◆ What needs to be done ◆
Format the material as a numbered list, starting at the line containing "Can you find the black" and ending at the line containing "Can you find the chrome", with blank lines left out.

◆ Data for processing ◆
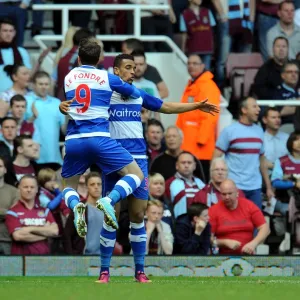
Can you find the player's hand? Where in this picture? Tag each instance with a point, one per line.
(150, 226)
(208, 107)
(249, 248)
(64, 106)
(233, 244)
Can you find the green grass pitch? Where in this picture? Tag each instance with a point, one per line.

...

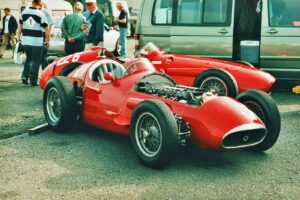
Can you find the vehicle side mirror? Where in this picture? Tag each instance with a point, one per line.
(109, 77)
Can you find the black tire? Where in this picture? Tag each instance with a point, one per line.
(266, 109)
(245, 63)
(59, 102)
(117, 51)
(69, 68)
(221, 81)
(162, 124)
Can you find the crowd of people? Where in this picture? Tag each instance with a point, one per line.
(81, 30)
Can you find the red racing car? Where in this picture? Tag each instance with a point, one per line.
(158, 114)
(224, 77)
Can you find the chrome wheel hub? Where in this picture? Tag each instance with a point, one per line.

◆ Task response ◆
1. Can you find the black tire? Where in this picture? Tag each instance with a point, one per line.
2. (266, 109)
3. (245, 63)
4. (59, 102)
5. (117, 51)
6. (69, 68)
7. (221, 81)
8. (162, 124)
9. Can you find the crowd of people? Where in this picture? Tag each instance with a point, one per line.
10. (81, 30)
11. Can you find the red racing car? Where in this picture? Tag each instance with a point, one per line.
12. (158, 114)
13. (224, 77)
14. Can you find the chrome wheel hub? Where in this picture? Tag each instance with a point, one per line.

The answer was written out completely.